CHALLENGE 1 —
Return, unchanged, the stretch of the records from the line containing "Trace the outline of every instance of the large" through the end of the records.

* Start GIVEN TEXT *

Thursday, August 14, 2008

Big Plans

Over the past few weeks, I've come to take distance walking a little more seriously.  With last Saturday's trek to Evanston under my belt, my confidence in going the distance has been bolstered significantly.
 
So I've decided to up the ante.  This weekend, I'm walking two towns north, to Wilmette - a good 10 miles from my apartment.  My plan is to take the L as far north as it goes, to the Linden stop on the Purple Line.  Then I'm going to head east toward the lake, check out the stunning Baha'i Temple on foot, and head back south for a 3.5 hour walk back home.
 
 
Baha'i Temple, Wilmette, IL - Google It.
 
What's more, I plan to keep edging my way north throughout the fall, hoping to at least pop-in on my aunt and uncle in Glencoe, 15 miles away.  I have this crazy desire to walk to the Wisconsin state line - 44 miles, estimated walking time 14.5 hours.
 
Is this crazy?  I don't know...I've been wanting to go distance hiking for a few years now, especially on the Appalachian Trail that runs from Maine to Georgia.  I will probably never be able to do it all at once, but it would be neat to hike sections of it during my vacations.
 
We'll see how this goes.
 
This weekend I'm getting all kinds of treats for myself:  new athletic shoes (and I'm not going to settle for any size twelve - I want one to fit my specifications and needs!) and a new haircut at Streets of London Salon.  It comes highly recommended on yelp.com, and I get a 30% discount for mentioning yelp when I made my appointment.  Yay!  Cost-cutter!  My plan is to let them give me a hip new cut that's still says "I'm Laura, and I'm romantic and virginal, professional yet hip and with it, but never a cat lady."  I think they can get it down.  And the place is run by actual Londoners!  An accented guy took my appointment!  Squeeeee!  I'mma be Euro-in this bitch up!
 
So there's that,
 
Laura

Wednesday, August 13, 2008

Tastes Like Burning

Starbucks? It's over.

It was fun dropping $3-5 a day on you while it lasted, but I just can't do this anymore.

Your blended treats are too caloric, and I just don't trust that your Caramel Light Frap is actually "light." Oh how they tempt me on a warm summer's day; with no milkshakes or smoothies around for several blocks, yours is my go-to slurp factory.

No more.

Your breads are oily, your cookies dry, your pastries unimaginative. They're not your main focus, and it shows. Keep them from my sights. Even the lemon bars I've loved so dearly for so long are dead on my palate.

Never again.

Your coffee is harsh. Acidic. Too much of the burned urn flavor for something so pricey. The iced coffee I sipped on this afternoon left the taste of tobacco in my mouth. It took me years to realize this, and now that I finally have? I feel used. Filthy. All the scalding hot showers in the world can't rid me of this shame.

Get me a rape kit.

Starbucks? I will always enjoy the occasional trips with my coworkers, always have fond memories of the money I spent on you, but I will show restraint in the future. Or until winter comes and I crave some creamy hot chai.

Until then, work on that coffee thing. It's not the best.

So there's that,

Laura

Tuesday, August 12, 2008

A Gloppy Day

Did you ever just have one of those days where no matter what you do, you still can't feel good about yourself? This happens to me on days when my morning doesn't start off right, like when I opt to wake up late, or make a lasting wardrobe mistake.

* End GIVEN TEXT *

CHALLENGE 2 —
In the blog, how far is Wilmette from the writer's apartment?

* Start SOURCE DATA *

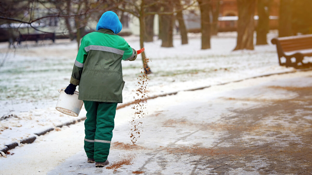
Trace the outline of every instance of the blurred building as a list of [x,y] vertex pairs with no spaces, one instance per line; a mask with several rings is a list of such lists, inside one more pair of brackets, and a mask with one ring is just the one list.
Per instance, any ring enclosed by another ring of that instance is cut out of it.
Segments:
[[[280,0],[272,1],[270,8],[269,26],[271,29],[276,29],[278,26],[279,8]],[[218,26],[219,31],[236,31],[237,27],[238,12],[237,0],[211,0],[212,5],[212,10],[216,10],[216,5],[219,1],[219,13]],[[254,19],[255,25],[257,25],[257,20],[259,18],[257,12],[256,5],[255,8]],[[199,32],[200,28],[200,15],[199,10],[191,11],[185,14],[184,19],[187,27],[189,31]],[[211,21],[212,19],[211,19]]]

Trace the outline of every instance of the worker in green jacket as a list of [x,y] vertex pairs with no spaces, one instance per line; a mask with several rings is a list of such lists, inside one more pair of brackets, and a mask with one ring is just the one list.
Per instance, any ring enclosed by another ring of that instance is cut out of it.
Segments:
[[122,102],[124,85],[121,60],[134,61],[137,52],[117,35],[122,26],[117,15],[104,13],[97,31],[84,36],[65,92],[72,95],[79,85],[78,99],[87,111],[85,150],[88,162],[95,166],[108,164],[114,119],[118,103]]

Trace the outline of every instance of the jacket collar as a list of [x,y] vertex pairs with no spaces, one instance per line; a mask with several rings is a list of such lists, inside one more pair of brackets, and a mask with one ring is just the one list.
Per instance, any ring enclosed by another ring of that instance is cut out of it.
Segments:
[[106,34],[109,34],[110,35],[117,35],[116,34],[114,33],[114,32],[113,31],[111,30],[110,30],[110,29],[106,29],[101,28],[99,29],[98,30],[96,31],[97,32],[99,32],[100,33],[105,33]]

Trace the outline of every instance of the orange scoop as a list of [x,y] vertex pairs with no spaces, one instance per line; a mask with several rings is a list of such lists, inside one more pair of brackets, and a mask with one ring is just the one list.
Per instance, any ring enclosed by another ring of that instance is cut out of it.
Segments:
[[137,52],[138,53],[138,54],[140,54],[142,53],[142,52],[144,51],[144,48],[141,49],[139,50],[137,50]]

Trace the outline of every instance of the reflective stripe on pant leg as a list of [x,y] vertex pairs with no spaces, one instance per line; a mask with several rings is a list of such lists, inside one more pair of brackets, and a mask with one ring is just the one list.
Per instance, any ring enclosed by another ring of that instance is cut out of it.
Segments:
[[85,121],[85,145],[84,148],[90,158],[94,156],[94,137],[96,129],[96,113],[98,102],[91,101],[83,101],[87,111],[87,119]]
[[107,159],[117,107],[117,103],[99,103],[94,139],[94,159],[96,162],[104,162]]

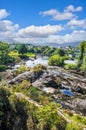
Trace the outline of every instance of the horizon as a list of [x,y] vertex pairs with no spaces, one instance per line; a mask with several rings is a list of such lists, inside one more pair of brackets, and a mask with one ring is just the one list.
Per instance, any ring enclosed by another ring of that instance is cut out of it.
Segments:
[[0,0],[0,41],[77,46],[86,40],[85,0]]

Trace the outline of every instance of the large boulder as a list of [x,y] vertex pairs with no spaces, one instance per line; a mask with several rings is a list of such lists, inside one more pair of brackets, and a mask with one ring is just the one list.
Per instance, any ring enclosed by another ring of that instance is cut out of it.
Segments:
[[9,84],[20,83],[23,80],[29,80],[30,82],[34,82],[40,77],[40,75],[42,75],[42,73],[43,71],[34,72],[33,70],[29,72],[24,72],[22,74],[19,74],[17,77],[13,78],[11,81],[9,81]]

* End SOURCE DATA *

EXERCISE OUTPUT 1 —
Trace the outline of every instance of the large boulder as a list of [x,y] vertex pairs with no spaces, one instance per line; a mask with several rings is a list of such lists, inside one more pair of brackets, and a mask with one ring is just the one list.
Per instance, any ring enclosed by another ring of that instance is cut out of it.
Segments:
[[9,84],[20,83],[23,80],[29,80],[30,82],[34,82],[40,77],[40,75],[42,75],[42,73],[43,71],[34,72],[33,70],[29,72],[24,72],[22,74],[19,74],[17,77],[13,78],[11,81],[9,81]]

EXERCISE OUTPUT 2 —
A good 10 miles.